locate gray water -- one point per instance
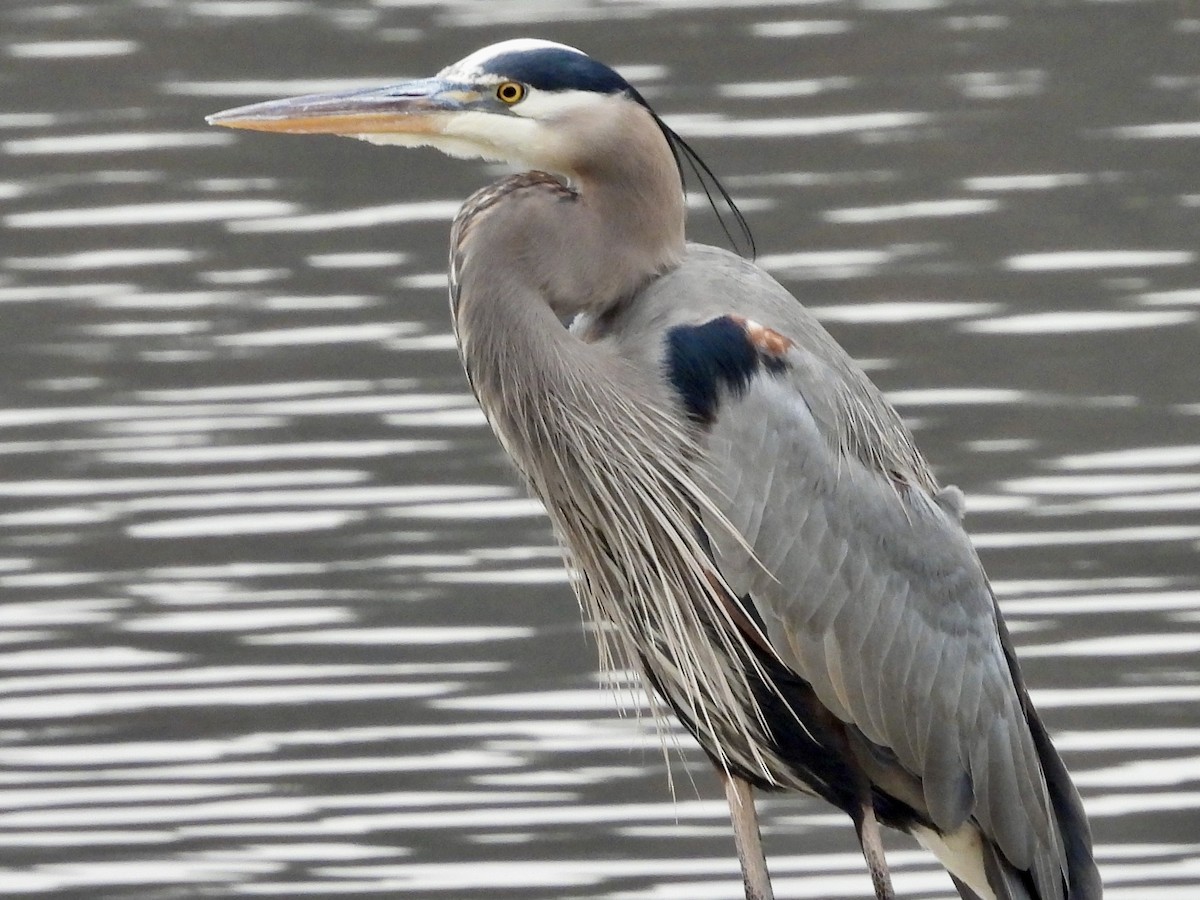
(277, 619)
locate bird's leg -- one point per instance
(873, 851)
(747, 838)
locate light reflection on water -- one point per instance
(276, 618)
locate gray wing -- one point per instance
(855, 559)
(870, 591)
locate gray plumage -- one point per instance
(749, 523)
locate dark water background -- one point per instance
(276, 621)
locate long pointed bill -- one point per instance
(414, 108)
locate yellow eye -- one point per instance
(510, 93)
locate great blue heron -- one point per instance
(749, 521)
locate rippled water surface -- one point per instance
(276, 618)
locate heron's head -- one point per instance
(525, 101)
(531, 102)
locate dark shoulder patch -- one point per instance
(719, 353)
(555, 69)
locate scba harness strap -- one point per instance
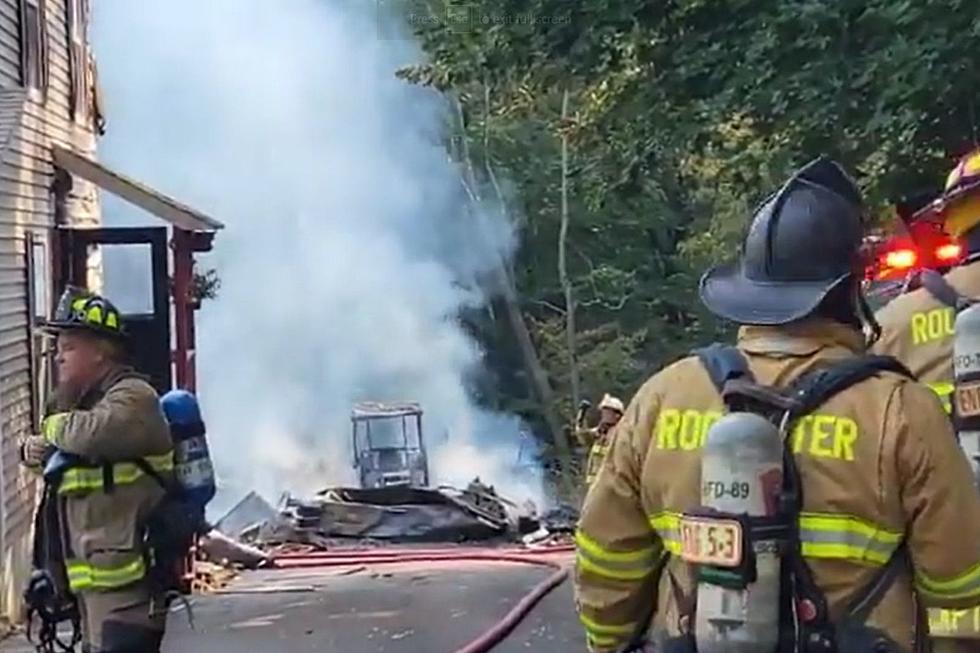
·····
Output every entry exactly. Pictures stay out.

= Exercise answer =
locate gray water -- one point per instance
(277, 619)
locate bird's leg -- one point per instance
(873, 851)
(747, 838)
locate light reflection on water -- one point per instance
(276, 618)
locate gray wing -- one point per instance
(855, 559)
(870, 591)
locate gray plumage -- one point per instance
(749, 523)
locate dark water background -- one point per instance
(276, 621)
locate long pointed bill -- one point per instance
(414, 108)
locate yellow eye -- one point per instance
(510, 93)
locate great blue heron -- one point per instance
(749, 521)
locate rippled water surface -- one point per instance
(276, 618)
locate heron's head -- one point per instance
(525, 101)
(531, 102)
locate dark shoulder patch -- one point per instance
(719, 353)
(555, 69)
locate scba harness strap -- one point per instance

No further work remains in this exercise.